Short problem:
Extend the review of Golinkin's memoir, picking up right after its final sentence.

Document section:
After years of living in a climate of fear and intense anti-Semitism, these phone calls are the motivation the Golinkin family needed to leave the Soviet Union once and for all. The family’s journey from Kharkov to Vienna, Indiana, and eventually New Jersey are detailed in Golinkin’s memoir A Backpack, A Bear, and Eight Crates of Vodka (Anchor Books, 2014).

Despite his heavy subject matter, Golinkin writes about growing up in the Soviet Union with great wit and humor. He opens the first chapter of his memoir by describing the mandatory parades that celebrated everything from the Great Patriotic War to the first day of school: “We [the Soviet Union] had perfected parades; we had the best damn parades in the whole world. St. Patrick’s Day? Thanksgiving? Please. Macy’s has balloons. We had intercontinental ballistic missiles rolling through Red Square.” I couldn’t help but think of Mark Twain’s assertion that “[t]he secret source of humor itself is not joy, but sorrow” when reading Golinkin. If Twain is right, then the oppression and anti-Semitism that Golinkin experienced as a child in the Kharkov was more than enough to develop his dark sense of humor.

 

Despite his heavy subject matter, Golinkin writes about growing up in the Soviet Union with great wit and humor.

 

The chapters in Golinkin’s memoir read almost like stand-alone essays. Each is titled with a key phrase from the narrative, and most focus on a specific incident or idea central to the larger story of the Golinkin family’s escape from the Soviet Union. The majority of the book’s chapters are organized chronologically, so the family’s life in Kharkov, their decision to leave their home, and the hardships they face on their way to America read like story. This linear approach makes it easy to forget that Golinkin is an adult writer reflecting on his childhood. As the story progresses, however, flashes of Golinkin in his early twenties, a young man who has worked so hard to disavow his past that if anyone asks him where he’s “really from” he says New Jersey, are sprinkled throughout. The last few chapters follow the adult Golinkin as he attempts to claim his past and his identity as a Russian Jew.

Dataset extract:
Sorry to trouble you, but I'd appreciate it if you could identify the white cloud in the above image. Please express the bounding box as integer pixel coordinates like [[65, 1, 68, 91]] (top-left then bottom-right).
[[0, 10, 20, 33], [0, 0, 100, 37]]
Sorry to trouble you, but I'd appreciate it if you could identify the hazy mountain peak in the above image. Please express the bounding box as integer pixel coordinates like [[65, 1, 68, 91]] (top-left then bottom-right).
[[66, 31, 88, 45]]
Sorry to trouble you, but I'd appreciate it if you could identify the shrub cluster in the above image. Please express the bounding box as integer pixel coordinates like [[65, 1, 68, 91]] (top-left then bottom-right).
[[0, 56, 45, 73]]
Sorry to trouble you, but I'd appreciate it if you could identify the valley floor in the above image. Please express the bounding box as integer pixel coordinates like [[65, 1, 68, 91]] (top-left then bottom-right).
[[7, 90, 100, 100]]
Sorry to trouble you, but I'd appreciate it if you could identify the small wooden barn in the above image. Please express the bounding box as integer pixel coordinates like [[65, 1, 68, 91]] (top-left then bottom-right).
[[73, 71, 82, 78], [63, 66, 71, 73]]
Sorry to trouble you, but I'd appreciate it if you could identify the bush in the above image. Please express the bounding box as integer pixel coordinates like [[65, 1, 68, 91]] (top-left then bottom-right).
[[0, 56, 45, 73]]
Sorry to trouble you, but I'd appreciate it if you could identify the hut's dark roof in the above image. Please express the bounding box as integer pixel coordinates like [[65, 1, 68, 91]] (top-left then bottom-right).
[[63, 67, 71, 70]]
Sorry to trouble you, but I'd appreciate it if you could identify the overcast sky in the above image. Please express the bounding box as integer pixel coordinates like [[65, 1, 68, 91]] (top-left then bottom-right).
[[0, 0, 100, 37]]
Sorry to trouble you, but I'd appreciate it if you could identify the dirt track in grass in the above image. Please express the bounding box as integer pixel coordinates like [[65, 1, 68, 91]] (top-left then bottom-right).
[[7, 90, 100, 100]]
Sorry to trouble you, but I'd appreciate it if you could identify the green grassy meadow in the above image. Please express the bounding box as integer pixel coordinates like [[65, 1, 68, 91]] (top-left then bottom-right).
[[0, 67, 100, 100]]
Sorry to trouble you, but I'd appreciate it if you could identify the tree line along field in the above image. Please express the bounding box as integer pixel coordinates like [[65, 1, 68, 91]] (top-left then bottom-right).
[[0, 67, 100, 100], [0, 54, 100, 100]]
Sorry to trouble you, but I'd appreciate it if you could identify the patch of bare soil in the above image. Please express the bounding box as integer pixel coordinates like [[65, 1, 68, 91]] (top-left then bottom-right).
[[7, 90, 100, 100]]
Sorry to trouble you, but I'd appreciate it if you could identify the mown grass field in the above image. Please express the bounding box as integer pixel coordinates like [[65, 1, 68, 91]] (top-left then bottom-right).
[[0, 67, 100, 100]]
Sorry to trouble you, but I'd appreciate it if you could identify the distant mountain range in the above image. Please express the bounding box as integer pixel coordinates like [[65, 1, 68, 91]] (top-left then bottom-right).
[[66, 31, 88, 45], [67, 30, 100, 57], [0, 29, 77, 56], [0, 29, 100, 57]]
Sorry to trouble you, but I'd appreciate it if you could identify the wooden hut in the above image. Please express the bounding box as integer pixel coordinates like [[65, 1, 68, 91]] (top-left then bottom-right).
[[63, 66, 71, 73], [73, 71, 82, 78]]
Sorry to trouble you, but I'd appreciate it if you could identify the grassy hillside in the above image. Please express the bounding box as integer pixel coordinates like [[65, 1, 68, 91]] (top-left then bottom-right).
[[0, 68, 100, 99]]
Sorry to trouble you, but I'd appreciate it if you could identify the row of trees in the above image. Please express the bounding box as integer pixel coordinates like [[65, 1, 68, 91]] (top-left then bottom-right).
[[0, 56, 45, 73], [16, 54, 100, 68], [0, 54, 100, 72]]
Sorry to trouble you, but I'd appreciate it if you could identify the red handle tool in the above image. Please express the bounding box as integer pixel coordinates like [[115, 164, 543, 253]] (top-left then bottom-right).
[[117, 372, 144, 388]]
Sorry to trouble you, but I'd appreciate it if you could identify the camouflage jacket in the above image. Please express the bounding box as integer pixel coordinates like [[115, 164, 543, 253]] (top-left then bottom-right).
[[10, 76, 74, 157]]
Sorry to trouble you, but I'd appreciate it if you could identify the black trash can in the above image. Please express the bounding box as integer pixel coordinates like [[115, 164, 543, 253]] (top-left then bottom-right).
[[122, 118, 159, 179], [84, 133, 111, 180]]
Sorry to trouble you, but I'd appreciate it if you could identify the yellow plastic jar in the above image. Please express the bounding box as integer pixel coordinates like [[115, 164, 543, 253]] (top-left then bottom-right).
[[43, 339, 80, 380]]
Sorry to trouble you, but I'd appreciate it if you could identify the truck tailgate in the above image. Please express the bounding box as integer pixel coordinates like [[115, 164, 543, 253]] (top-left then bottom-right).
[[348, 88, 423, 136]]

The response:
These last chapters of the book mark a clear shift in the tone and focus of the memoir. Whereas the majority of the story was centered around the Golinkin family’s experience escaping an oppressive regime and adjusting to life in the U.S., the last quarter of the book finds Golinkin working to understand who he is. In the prologue, he observes that “you can’t have a future if you don’t have a past.” Golinkin tries to find his past by interviewing key individuals who made his family’s escape possible and revisiting the stops his family made during their emigration. Through this process, the reader is left feeling that Golinkin finds some peace in confronting his painful past. And despite the more personal turn, A Backpack, A Bear, and Eight Crates of Vodka will appeal to anyone interested in the emigrant experience.